Many people have commented that the repeal Bill has lost its greatness. The Minister told me that “great” could never be part of the formal title of a Bill or Act of Parliament, so why do we have Magna Carta? Many noble Lords claim that the result of the general election shows that people do not support the Prime Minister’s kind of Brexit. But as your Lordships know, 84.2% of those who voted in the election supported parties in a Brexit that involves at least withdrawing from membership of the single market.

Since the general election, the Labour Party has tried to differentiate its position on Brexit, arguing that it wants a Brexit that maintains free access to the single market, but that is the same as what the Government want and what is clearly in the interests of both sides in our negotiations with the EU. Research by Civitas indicates that in the event of no free trade agreement, no deal with the EU, UK exports to the EU 27 could be expected to suffer tariff costs in the region of £5.2 billion, but exports from the EU 27 to the UK would bear tariff costs in the region of £12.9 billion. Of course, in terms of proportionate effect on GDP, the hit to the UK economy appears greater, but the fact that the absolute cost to the EU would be two-and-a-half times larger means that there is a huge incentive, especially for Germany, to ensure that the EU 27 continue to enjoy tariff-free access to the UK market. I can certainly envisage deals that are even worse than no deal, and I agree with my right honourable friend the Chancellor, who said on “The Andrew Marr Show” that while no deal would be very bad, a deal that sought to punish the UK for withdrawal would be worse than no deal.

→ INPUT DATA
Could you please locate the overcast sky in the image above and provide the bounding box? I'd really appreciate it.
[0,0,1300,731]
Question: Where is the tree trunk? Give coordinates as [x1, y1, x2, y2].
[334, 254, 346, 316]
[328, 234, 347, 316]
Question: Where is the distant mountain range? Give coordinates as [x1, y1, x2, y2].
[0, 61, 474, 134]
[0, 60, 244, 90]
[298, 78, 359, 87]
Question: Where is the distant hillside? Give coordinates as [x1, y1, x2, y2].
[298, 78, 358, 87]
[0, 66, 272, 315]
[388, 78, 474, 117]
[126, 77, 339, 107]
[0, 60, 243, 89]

→ DIRECTIONS
- A) Put this sentence from the Brexit speech into French: "Many people have commented that the repeal Bill has lost its greatness."
- B) Write what comes next in the speech on Brexit, carrying on from its final sentence.
The items have no connection to the speech on Brexit.

→ RESULTS IN ORDER
- A) Beaucoup de gens ont fait remarquer que le projet de loi d'abrogation a perdu sa grandeur.

- B)
I turn to the City and the financial services industry. I find it surprising that other than a few, predominantly British, City leaders and economists, nobody seems to be extolling the merits of escaping from the increasingly cumbersome and throttling yoke that we bear as a result of subservience to the European supervisory authorities. Not so long ago, the City was strongly resisting a significant amount of new European regulation, such as parts of the UCITS regime, the whole of the alternative investment fund management directive, the ban on short selling, parts of MiFID II, and other regulation.

The panoply of European regulation certainly provides enhanced protection for investors, but professional investors do not need all of it, and the increased costs that result have already diverted a considerable amount of business away from the City. Financial markets are global, not European. The UK is by far the most global in reach of all European countries. It is right that our escape from subservience to the ESAs will allow our regulators, the FCA and the PRA, to resume their position at the top table of regulators, and this will enhance rather than diminish their influence in shaping optimum rules for the conduct of financial business on a global basis.

As Jeremy Browne said in his article in the Daily Telegraph, the City of London is the only world-class financial centre, located in Europe’s only global hub city, London. But the City is not just Europe’s asset, it is the world’s asset. It is hosted by the UK in the same way we host the Wimbledon tennis tournament. It is manifestly not in the interests of the EU to try to damage it. Fragmentation of the City would have an adverse effect on the financial stability and financing of the European economy. Our negotiators need to persuade their interlocutors not to put narrow political objectives in the way of reaching an agreement that continues to provide access for European financial firms to UK financial markets, and vice versa.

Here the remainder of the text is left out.